• **Set of tasks**
1. Using the passage on inflammation and cardiovascular risk, decide whether each statement agrees with it, answering yes or no and quoting the deciding words: (a) CHIP is linked to a 2–4-fold increase in coronary artery disease incidence; (b) traditional ASCVD risk models estimate 5-year risk of cardiovascular events; (c) CCTA identifies high-risk plaques by features such as high attenuation.
2. Rewrite the passage on inflammation and cardiovascular risk starting with "Primary prevention cardiovascular" and going on through "preventive interventions (24).", swapping "Pooled Cohort Equations" for "PCE".

• **Supplied text**
Clonal hematopoiesis of indeterminate potential (CHIP) is also increasingly recognized as a driver of systemic low-grade inflammation with substantial mechanistic overlap with inflammaging (36). The presence of CHIP confers a 2–4-fold increase in the incidence of coronary artery disease (37). The mutation arises from age-related somatic mutations in hematopoietic stem cells—most commonly in DNMT3A, TET2, ASXL1, and JAK2—leading to clonal expansion of mutant leukocytes (36). These mutant cells, particularly monocytes and macrophages, exhibit a pro-inflammatory phenotype, characterized by increased secretion of cytokines such as IL-1β, IL-6, and TNF-α, and activation of the NLRP3 inflammasome pathway, which is central to both CHIP-driven and age-related sterile inflammation (38, 39). Strategies under investigation to potentially mitigate its cardiovascular effects include senolytics to clear senescent cells, NLRP3 inflammasome inhibitors, modulation of the gut microbiome, and lifestyle interventions such as diet and exercise, which have demonstrated efficacy in reducing systemic inflammation and improving cardiovascular outcomes (40).

The development of sophisticated imaging techniques, such as coronary computed tomography angiography (CCTA), positron emission tomography (PET), and magnetic resonance imaging (MRI), has further enhanced our ability to assess subclinical atherosclerosis and inflammation in vivo. These imaging modalities allow for the non-invasive detection and characterization of coronary artery plaque burden, composition (e.g., lipid-rich necrotic core), and inflammatory activity (e.g., 18F-FDG uptake), providing valuable information for ASCVD risk stratification and monitoring treatment response. For instance, CCTA can identify high-risk plaques with features such as low attenuation and positive remodeling, which are associated with an increased risk of future cardiovascular events (41).

Primary prevention cardiovascular risk stratification tools

Traditional risk assessment models

Traditional ASCVD risk assessment models, such as the Framingham Risk Score, the Pooled Cohort Equations, the Predicting Risk of Cardiovascular Disease Events (PREVENT) and the European SCORE system, are widely used in clinical practice to estimate the 10-year risk of cardiovascular events in asymptomatic individuals (42). These models primarily rely on conventional risk factors such as age, sex, blood pressure, total cholesterol, HDL cholesterol, smoking status, and diabetes. While these tools are valuable for identifying individuals at high risk of ASCVD in the general population, they often underestimate risk in patients with inflammatory-driven conditions, leading to delayed or inadequate preventive interventions (24).

The limitations of traditional risk assessment models in these populations stem from their failure to adequately account for the independent and additive contribution of inflammation to ASCVD risk, as well as other components of residual risk (Figure 2). Patients with chronic inflammatory diseases or infections often have persistently elevated levels of inflammatory biomarkers, which can accelerate atherosclerosis and increase the likelihood of cardiovascular events, even in the absence of traditional risk factors or with well-controlled traditional risk factors (23). For example, a young woman with systemic lupus erythematosus (SLE) may have a seemingly low FRS score based on conventional risk factors but still be at high risk for ASCVD due to chronic inflammation and immune dysregulation.

Pointing data for referring expressions:
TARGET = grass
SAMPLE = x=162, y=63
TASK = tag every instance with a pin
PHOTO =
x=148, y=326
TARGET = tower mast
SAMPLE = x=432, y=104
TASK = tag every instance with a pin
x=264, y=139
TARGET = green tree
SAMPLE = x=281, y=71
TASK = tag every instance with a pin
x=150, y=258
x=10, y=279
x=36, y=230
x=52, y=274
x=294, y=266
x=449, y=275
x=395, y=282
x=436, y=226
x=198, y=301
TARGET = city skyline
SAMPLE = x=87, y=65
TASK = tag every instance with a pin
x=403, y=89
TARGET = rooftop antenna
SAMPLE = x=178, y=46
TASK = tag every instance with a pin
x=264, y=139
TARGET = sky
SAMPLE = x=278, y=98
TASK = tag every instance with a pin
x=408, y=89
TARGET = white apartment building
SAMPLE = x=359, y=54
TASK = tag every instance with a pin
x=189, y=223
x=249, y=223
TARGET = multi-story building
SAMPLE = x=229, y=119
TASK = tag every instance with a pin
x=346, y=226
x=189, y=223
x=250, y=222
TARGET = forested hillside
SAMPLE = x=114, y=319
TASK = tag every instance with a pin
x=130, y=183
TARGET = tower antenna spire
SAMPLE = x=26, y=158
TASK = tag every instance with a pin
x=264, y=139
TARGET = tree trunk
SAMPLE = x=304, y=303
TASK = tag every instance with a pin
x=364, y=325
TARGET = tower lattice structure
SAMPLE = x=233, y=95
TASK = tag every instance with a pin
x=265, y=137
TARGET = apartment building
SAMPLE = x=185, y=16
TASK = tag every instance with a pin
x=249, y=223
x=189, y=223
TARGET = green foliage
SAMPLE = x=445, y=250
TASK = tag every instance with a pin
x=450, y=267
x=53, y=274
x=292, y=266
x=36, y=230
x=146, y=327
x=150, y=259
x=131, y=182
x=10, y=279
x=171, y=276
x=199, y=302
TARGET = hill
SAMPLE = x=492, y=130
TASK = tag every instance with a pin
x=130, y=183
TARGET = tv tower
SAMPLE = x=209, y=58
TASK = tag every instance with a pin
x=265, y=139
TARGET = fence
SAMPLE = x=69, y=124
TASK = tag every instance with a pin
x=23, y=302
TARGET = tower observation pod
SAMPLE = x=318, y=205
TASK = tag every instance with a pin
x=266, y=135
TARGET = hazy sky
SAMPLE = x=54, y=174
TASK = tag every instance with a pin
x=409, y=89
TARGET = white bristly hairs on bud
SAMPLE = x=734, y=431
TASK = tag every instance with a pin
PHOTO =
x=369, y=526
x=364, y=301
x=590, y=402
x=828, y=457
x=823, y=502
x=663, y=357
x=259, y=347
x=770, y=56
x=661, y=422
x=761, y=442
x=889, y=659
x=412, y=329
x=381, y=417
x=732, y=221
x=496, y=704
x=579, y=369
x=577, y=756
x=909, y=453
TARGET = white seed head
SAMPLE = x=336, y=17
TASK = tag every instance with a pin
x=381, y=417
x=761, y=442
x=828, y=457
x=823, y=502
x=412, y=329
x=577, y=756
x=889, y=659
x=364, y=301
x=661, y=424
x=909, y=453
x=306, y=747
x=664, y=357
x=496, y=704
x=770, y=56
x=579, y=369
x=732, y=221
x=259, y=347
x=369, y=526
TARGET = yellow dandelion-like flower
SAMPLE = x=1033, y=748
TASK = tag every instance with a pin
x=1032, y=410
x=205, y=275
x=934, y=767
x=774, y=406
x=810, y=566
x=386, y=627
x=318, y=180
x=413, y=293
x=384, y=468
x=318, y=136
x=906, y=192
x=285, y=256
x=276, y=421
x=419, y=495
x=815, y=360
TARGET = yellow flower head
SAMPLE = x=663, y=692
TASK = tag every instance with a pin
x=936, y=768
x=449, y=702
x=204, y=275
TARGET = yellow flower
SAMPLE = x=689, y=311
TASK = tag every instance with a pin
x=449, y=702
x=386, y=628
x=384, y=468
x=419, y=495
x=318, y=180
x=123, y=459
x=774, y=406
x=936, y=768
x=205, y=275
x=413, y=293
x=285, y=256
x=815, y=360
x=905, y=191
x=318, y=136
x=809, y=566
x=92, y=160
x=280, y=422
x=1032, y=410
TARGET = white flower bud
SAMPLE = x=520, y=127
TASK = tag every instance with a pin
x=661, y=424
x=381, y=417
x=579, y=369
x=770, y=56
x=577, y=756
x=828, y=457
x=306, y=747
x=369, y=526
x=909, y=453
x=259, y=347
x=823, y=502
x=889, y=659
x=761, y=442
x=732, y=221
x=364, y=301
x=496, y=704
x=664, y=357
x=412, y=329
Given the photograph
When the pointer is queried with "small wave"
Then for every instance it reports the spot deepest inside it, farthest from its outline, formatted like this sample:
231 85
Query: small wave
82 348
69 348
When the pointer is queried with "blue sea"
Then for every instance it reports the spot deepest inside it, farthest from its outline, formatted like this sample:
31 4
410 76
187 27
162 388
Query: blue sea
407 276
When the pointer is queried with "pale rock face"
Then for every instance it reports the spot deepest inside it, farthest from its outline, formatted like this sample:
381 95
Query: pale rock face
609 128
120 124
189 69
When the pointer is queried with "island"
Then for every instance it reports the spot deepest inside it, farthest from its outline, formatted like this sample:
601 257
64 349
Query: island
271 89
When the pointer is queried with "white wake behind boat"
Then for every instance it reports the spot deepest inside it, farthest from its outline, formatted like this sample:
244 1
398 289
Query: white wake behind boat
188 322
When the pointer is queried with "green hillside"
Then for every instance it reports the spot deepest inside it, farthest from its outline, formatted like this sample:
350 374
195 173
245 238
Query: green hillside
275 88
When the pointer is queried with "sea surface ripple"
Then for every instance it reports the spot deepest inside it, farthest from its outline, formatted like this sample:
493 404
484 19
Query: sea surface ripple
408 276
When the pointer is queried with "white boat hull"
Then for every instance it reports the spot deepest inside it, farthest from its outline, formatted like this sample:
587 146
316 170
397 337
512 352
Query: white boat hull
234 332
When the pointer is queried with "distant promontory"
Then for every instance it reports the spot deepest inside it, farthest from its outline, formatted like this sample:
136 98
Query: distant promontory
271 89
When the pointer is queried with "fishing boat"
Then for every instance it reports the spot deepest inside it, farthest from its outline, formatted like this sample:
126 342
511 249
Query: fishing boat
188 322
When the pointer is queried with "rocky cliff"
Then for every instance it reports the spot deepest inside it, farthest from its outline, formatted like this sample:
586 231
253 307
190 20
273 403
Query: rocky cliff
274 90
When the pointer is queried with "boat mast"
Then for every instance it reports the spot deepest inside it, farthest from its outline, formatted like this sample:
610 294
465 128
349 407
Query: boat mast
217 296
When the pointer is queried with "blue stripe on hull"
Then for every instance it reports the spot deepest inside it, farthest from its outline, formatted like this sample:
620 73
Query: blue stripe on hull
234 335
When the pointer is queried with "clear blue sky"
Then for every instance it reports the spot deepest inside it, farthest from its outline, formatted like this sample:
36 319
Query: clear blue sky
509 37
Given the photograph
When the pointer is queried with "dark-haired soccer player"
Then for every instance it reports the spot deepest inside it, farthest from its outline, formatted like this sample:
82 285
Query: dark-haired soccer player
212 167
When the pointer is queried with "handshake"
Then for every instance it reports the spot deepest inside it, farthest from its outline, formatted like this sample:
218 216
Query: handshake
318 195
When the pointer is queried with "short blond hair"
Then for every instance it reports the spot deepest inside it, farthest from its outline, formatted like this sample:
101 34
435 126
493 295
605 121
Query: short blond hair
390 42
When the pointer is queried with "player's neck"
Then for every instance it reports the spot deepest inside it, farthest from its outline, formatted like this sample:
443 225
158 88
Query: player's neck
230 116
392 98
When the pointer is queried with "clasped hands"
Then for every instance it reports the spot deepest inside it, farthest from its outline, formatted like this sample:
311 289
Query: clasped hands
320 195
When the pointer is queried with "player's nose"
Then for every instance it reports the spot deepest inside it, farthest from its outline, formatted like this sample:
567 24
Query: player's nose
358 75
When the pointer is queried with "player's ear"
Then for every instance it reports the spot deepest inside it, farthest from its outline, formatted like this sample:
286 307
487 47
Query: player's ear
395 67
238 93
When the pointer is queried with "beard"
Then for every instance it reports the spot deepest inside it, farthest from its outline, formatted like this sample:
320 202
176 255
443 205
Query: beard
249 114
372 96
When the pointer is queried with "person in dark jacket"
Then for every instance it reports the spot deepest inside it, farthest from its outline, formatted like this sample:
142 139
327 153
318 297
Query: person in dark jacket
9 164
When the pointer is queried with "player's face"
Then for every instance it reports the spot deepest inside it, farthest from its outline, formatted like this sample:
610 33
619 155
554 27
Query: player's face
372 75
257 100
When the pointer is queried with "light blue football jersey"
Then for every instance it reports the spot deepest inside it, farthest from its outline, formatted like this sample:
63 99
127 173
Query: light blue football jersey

• **Task-by-task results**
1.
(a) Yes: "The presence of CHIP confers a 2–4-fold increase in the incidence of coronary artery disease"
(b) No: "to estimate the 10-year risk of cardiovascular events in asymptomatic individuals"
(c) No: "CCTA can identify high-risk plaques with features such as low attenuation and positive remodeling"

2.
Primary prevention cardiovascular risk stratification tools

Traditional risk assessment models

Traditional ASCVD risk assessment models, such as the Framingham Risk Score, the PCE, the Predicting Risk of Cardiovascular Disease Events (PREVENT) and the European SCORE system, are widely used in clinical practice to estimate the 10-year risk of cardiovascular events in asymptomatic individuals (42). These models primarily rely on conventional risk factors such as age, sex, blood pressure, total cholesterol, HDL cholesterol, smoking status, and diabetes. While these tools are valuable for identifying individuals at high risk of ASCVD in the general population, they often underestimate risk in patients with inflammatory-driven conditions, leading to delayed or inadequate preventive interventions (24).